• TEKS BACAAN:
Home » » Korupsi dan Politik Hukum Ekonomi

Korupsi dan Politik Hukum Ekonomi

Written By Unknown on Rabu, 07 November 2012 | Rabu, November 07, 2012

Korupsi merupakan permasalan mendesak yang harus diatasi, agar tercapai pertumbuhan dengan geliat ekonomi yang sehat. Berbagai catatan tentang korupsi yang setiap hari diberitakan oleh media masa baik cetak maupun elektronik, tergambar adanya peningkatan dan pengembangan model-model korupsi.
Dimensi politik hukum yang merupakan “kebijakan pemberlakuan” atau “anactment policy”, merupakan kebijakan pemberlakuan sangat dominant di Negara berkembang, pengusaha tepatnya, untuk hal yang bersifat negatif atau positif. Dan konsep perundang-undangan dengan dimensi seperti ini dominant terjadi di Indonesia, yang justru membuka pintu bagi masuknya praktek korupsi melalui kelemahan perundang-undangan.
Fakta yang terjadi menunjukan bahwa Negara-negara industri tidak dapat lagi menggulur Negara-negara berkembang soal praktik korupsi, karena melalui korusilah system ekonomi social rusak, baik Negara maju dan berkembang. Bahkan dalam buku “The Confession of Economic Hit Man” John Pakin mempertegas peran besar Negara adidaya seperti Amerika serikat melalui lembaga donor seperti IMF, Bank Dunia dan perusahaan Multinasional terperangkap dalam hutang luar Negeri yang luar biasa besar, seluruhnya dikorup oleh pengusaha Indonesia saat ini. Demokrasi dan metamorfosis Korupsi pergeseran sistem, melalui tumbangnya kekuasaan Icon orde baru, Soeharto, membawa berkah bagi tumbuhnya kehidupan demokrasi di Indonesia. Reformasi, begitu banyak orang menyebutperubahan tersebut. Namun sayangnya reformasi harus dibayar mahal oleh Indonesia melalui rontoknya fondasi ekonomi yang memang “Budle gum” yang setiap saat siap meledak itu. Kemunafikan (Hipocrassy) menjadi senjata ampuh untuk membodohi rakyat. Namun, apa mau ditanya rakyat tak pernah sadar, dan terbuai oleh lembut lagu dan kata tertata rapi dari hipocrasi yang lahir dari mulu para pelanjut cita-cita dan karakter orde baru. Dulu korupsi tertralisasi di pusat kekuasaan, seiring otonomi dan desentralisasi daerah yang diikuti oleh desentralisasi pengelolaan kekuangan daerah, korupsi mengalami pemerataan dan pertumbuhan yang signefikan. Disharmonisasi politik ekonomi social, grafik pertumbuhan jumlah rakyat terus naik karena korupsi.

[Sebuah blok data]

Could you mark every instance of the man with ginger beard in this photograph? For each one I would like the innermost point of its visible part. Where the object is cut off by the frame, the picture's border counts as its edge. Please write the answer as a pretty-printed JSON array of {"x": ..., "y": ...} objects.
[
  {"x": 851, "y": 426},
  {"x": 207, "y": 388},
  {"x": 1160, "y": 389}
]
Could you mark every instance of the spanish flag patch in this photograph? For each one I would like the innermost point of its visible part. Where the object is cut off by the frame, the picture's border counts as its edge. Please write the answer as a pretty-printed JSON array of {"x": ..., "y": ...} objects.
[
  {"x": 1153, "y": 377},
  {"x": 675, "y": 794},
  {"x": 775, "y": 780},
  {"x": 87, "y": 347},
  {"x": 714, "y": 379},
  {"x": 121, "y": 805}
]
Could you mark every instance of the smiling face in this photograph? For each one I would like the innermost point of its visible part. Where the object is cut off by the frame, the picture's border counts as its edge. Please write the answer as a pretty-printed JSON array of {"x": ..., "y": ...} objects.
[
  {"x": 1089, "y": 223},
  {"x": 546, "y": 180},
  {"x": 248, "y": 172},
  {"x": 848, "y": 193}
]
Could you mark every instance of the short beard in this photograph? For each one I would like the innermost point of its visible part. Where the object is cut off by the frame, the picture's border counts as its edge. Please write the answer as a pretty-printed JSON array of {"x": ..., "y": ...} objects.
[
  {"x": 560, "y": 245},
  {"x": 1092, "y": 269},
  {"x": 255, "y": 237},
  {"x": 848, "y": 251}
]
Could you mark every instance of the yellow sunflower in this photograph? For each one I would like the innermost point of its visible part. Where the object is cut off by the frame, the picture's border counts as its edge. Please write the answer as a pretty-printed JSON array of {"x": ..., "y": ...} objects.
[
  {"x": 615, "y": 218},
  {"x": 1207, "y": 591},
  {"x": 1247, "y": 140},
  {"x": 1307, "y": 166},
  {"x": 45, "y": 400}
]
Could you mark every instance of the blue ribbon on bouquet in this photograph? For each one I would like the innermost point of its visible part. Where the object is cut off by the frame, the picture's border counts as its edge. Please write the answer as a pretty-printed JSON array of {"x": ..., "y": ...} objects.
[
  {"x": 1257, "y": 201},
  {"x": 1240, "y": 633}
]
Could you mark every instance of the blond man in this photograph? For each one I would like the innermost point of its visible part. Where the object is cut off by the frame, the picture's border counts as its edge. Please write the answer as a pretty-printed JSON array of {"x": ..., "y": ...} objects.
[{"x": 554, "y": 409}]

• SOAL TUGAS A:
Jawablah pertanyaan berikut berdasarkan teks tentang korupsi dan politik hukum ekonomi.
(i) Apa judul buku yang disebut dalam teks?
(ii) Siapa yang disebut sebagai ikon Orde Baru yang kekuasaannya tumbang?
(iii) Dengan sebutan apa banyak orang menamai perubahan yang mengikuti tumbangnya kekuasaan itu?
• SOAL TUGAS B: Susun bagian daftar mulai dari baris yang memuat "Could you mark every instance of the blue" sampai akhir daftar, termasuk kedua ujungnya, sebagai larik JSON berisi string, satu string untuk setiap baris, tanpa baris kosong.

• JAWABAN TERTULIS A:
(i) "The Confession of Economic Hit Man"
(ii) Soeharto
(iii) Reformasi

• JAWABAN TERTULIS B:
[
  "Could you mark every instance of the blue ribbon on bouquet in this photograph? For each one I would like the innermost point of its visible part. Where the object is cut off by the frame, the picture's border counts as its edge. Please write the answer as a pretty-printed JSON array of {\"x\": ..., \"y\": ...} objects.",
  "[",
  "  {\"x\": 1257, \"y\": 201},",
  "  {\"x\": 1240, \"y\": 633}",
  "]",
  "Could you mark every instance of the blond man in this photograph? For each one I would like the innermost point of its visible part. Where the object is cut off by the frame, the picture's border counts as its edge. Please write the answer as a pretty-printed JSON array of {\"x\": ..., \"y\": ...} objects.",
  "[{\"x\": 554, \"y\": 409}]"
]